- [ABOUT THIS TASK]
Below are the records; locate each line with the word "grass" and copy it.

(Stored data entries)

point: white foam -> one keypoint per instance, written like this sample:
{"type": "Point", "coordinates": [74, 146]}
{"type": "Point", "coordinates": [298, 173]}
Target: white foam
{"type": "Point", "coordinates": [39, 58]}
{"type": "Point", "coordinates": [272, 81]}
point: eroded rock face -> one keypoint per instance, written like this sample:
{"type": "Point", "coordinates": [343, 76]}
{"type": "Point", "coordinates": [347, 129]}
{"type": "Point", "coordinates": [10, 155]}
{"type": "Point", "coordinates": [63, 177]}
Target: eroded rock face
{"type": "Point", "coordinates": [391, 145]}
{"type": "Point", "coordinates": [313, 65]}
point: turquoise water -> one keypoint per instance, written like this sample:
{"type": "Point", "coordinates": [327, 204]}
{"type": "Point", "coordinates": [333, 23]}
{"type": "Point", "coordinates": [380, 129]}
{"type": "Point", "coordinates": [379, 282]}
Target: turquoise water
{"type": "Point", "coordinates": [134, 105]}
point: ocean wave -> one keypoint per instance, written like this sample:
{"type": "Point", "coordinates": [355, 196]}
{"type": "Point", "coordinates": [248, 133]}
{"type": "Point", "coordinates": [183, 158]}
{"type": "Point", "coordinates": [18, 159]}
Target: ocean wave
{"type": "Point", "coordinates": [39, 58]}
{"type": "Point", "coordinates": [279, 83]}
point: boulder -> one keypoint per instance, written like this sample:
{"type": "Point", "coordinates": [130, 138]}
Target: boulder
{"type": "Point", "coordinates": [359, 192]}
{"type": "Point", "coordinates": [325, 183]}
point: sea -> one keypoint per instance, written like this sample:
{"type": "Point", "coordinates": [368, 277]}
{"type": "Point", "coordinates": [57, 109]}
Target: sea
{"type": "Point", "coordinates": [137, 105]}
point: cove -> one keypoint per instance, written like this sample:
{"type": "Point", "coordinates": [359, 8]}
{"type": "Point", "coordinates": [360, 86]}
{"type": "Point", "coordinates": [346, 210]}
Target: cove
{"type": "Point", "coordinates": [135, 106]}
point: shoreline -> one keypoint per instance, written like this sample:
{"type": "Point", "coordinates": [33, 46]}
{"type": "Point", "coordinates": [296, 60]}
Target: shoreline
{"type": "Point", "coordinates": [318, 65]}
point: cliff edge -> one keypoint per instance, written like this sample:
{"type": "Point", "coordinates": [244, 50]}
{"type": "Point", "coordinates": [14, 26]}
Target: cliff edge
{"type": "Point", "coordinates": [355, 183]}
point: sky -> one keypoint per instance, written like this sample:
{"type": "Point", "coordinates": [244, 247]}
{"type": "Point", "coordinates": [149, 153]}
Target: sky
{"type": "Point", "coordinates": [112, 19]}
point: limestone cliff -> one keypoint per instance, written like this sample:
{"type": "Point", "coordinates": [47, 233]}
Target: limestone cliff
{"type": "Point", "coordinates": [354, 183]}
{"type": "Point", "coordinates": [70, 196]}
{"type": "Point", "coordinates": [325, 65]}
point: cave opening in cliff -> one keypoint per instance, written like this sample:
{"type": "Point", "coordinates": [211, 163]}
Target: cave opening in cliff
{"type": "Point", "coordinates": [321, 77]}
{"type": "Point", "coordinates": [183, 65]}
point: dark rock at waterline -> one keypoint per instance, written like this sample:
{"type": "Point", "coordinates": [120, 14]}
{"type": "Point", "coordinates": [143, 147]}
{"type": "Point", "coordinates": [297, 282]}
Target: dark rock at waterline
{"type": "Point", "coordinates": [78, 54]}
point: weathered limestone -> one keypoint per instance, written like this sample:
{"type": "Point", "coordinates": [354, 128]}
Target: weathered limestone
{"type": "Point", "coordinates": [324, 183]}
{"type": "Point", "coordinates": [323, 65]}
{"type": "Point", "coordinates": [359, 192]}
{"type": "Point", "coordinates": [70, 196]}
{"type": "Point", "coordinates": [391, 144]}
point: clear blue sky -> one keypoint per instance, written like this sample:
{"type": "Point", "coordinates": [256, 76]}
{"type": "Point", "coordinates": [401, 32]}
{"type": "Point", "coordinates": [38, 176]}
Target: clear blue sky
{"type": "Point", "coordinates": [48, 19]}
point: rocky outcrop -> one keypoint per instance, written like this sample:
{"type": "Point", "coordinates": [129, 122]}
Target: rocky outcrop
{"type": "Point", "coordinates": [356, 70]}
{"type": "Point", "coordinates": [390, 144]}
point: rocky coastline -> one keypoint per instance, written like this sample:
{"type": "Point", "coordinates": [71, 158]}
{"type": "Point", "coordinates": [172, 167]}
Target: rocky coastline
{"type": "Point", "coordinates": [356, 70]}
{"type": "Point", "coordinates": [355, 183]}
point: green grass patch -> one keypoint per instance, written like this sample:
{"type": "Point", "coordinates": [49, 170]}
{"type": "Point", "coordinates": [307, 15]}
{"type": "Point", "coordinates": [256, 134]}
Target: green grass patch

- [RESULT OF THE TASK]
point: green grass patch -> one keypoint per instance, written like this sample:
Target: green grass patch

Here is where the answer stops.